● Problem requirements
Each line that follows is to be retyped exactly.

● Extracted records
────

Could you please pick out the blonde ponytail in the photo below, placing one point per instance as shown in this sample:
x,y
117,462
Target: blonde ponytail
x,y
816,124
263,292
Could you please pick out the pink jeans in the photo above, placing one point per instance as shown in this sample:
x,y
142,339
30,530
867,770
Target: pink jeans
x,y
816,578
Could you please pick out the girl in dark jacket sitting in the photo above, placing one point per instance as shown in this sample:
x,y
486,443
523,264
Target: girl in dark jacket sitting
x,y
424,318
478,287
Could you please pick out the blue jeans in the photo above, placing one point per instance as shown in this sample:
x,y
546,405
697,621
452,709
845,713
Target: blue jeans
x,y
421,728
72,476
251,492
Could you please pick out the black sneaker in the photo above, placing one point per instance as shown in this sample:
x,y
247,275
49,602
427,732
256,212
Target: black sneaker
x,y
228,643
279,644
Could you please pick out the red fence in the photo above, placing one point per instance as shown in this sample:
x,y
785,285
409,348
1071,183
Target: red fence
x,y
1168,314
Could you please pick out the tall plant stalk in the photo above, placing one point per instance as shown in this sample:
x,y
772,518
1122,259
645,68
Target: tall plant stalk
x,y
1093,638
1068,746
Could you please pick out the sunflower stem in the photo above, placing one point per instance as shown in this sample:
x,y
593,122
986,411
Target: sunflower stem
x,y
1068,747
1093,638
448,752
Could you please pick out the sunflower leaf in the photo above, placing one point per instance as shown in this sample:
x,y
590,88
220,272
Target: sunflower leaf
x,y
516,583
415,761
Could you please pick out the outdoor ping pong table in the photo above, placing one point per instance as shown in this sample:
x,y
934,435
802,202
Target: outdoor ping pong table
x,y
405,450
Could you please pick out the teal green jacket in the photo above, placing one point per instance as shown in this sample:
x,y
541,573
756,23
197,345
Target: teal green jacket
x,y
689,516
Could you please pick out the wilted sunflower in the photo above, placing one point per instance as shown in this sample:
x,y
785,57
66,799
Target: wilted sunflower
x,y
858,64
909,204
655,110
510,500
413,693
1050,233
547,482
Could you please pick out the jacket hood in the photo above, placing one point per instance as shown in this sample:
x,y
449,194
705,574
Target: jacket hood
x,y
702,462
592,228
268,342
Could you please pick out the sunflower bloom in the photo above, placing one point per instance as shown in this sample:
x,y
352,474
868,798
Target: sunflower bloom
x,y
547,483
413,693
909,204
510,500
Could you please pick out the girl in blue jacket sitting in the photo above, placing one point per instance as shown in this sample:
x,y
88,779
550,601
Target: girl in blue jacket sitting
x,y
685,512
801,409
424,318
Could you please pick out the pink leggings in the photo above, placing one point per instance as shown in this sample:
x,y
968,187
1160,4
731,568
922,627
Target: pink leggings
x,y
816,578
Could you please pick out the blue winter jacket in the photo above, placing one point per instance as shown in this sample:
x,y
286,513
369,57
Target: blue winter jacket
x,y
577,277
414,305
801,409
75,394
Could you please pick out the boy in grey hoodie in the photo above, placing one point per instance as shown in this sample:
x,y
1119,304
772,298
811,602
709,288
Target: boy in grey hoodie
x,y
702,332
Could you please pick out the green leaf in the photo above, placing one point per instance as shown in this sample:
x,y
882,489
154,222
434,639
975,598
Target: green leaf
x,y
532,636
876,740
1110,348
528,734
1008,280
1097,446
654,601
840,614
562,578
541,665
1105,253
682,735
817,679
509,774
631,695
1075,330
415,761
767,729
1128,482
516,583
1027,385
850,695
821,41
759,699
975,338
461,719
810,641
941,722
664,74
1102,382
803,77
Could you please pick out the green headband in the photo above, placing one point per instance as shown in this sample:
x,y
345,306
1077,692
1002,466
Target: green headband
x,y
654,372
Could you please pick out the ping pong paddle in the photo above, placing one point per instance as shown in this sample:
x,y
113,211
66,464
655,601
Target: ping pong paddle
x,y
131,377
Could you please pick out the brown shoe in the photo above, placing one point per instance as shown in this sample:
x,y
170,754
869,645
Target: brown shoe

────

● Final result
Could you please pick out the blonde ponytail in the photo below, placing one point per instance as shown in this sample:
x,y
117,462
Target: blonde ponytail
x,y
816,124
263,292
Could you please pick out the pink jeans in the photo above, placing one point per instance as shown in this sample:
x,y
142,339
30,530
867,770
Target: pink jeans
x,y
816,578
Could you please pick out the girl in dark jacket sitting in the photo above, placing one point per instance as shown in this sample:
x,y
486,443
523,264
Target: girl in dark jacket sitting
x,y
424,318
478,287
Could you please pick out the blue jeans in the photo above, placing one point per instance as shown in this sample:
x,y
546,405
697,621
452,709
845,713
Target: blue jeans
x,y
421,728
72,476
251,492
Could you please pick out the black sneaker in the photo above, placing one point per instance as shown in this sample:
x,y
247,275
49,602
427,732
256,212
Target: black sneaker
x,y
228,643
279,644
Could you please pick out the red fence in the photo above, placing one point per instance as shown in this sample:
x,y
785,285
409,348
1071,183
Target: red fence
x,y
1168,314
Could you please pick out the tall plant stalk in the photo above, placing one point per instance as shown in this sample:
x,y
772,518
1122,259
645,68
Target: tall plant stalk
x,y
1093,638
1068,746
Could you please pick out the sunflower stem in the photo above, placing one point per instance as shown in this sample:
x,y
593,122
986,411
Target: sunflower stem
x,y
1068,747
1093,638
448,752
Could you please pick out the sunflower leaf in the photo above, placing one point per instance as shown in this sample:
x,y
590,88
220,272
Target: sunflower leaf
x,y
516,583
415,761
Could you please pick out the outdoor ping pong table in the photo above, placing one point per instance as shown in this sample:
x,y
934,435
802,202
Target: outdoor ping pong table
x,y
405,450
Could you please pick out the teal green jacket in the photo above, placing one point per instance as shown in this sample:
x,y
541,573
756,23
197,345
Target: teal green jacket
x,y
689,516
Could you please pick out the wilted sunflower in the photo above, placing one point per instance as shown in this sample:
x,y
785,57
66,799
Target: wilted sunflower
x,y
858,64
909,204
655,110
510,500
413,693
1050,233
547,482
Could you please pick out the jacket hood in the photo above, placing one point per instance as shown in this sample:
x,y
449,194
705,574
Target: jacket hood
x,y
702,462
592,228
268,342
Could you please pick out the sunflower bloom in the photo above, placing one point per instance as shown in this sample:
x,y
352,474
868,798
Target: sunflower bloom
x,y
547,483
413,693
909,204
510,500
Could you please pick out the girl in blue jacket sitting in the photo above, placing one point per instance as shown in this sample:
x,y
88,779
550,601
Target: girl in blue jacket sitting
x,y
685,512
801,409
424,318
Could you please pick out the pink leggings in the photo above, placing one point per instance as shown in this sample:
x,y
968,187
1160,4
731,568
922,627
Target: pink leggings
x,y
816,578
Could you please pick out the blue winter jacket in the photo above, placing one point per instance as shown in this sample:
x,y
286,513
369,57
Target: blue winter jacket
x,y
577,277
414,305
801,409
75,394
Could you please pick out the boy in grey hoodie in the photo above, placing one point per instance as shown in this sample:
x,y
1119,304
772,298
811,602
709,288
Target: boy in grey hoodie
x,y
702,332
Could you please pick out the green leaf in the photo above, placing one point per instance as shown in this sample:
x,y
882,489
154,222
434,639
975,598
Target: green leaf
x,y
532,636
876,740
1110,348
528,734
1008,280
1097,446
654,601
840,614
562,578
541,665
1105,253
682,735
817,679
509,774
631,695
1075,330
415,761
767,729
1128,482
516,583
1027,385
850,695
821,41
759,699
975,338
461,719
810,641
941,722
664,74
1102,382
803,77
Could you please pick out the green headband in the photo above, placing one point per instance as shown in this sample:
x,y
345,306
1077,692
1002,466
Target: green headband
x,y
654,372
Could you please pick out the ping pong paddle in the photo above, placing one point per instance as shown in this sample:
x,y
113,211
66,464
655,601
Target: ping pong paddle
x,y
131,377
Could you please pick out the brown shoe in the photo above, placing one point per instance as shown in this sample:
x,y
170,754
869,645
Target: brown shoe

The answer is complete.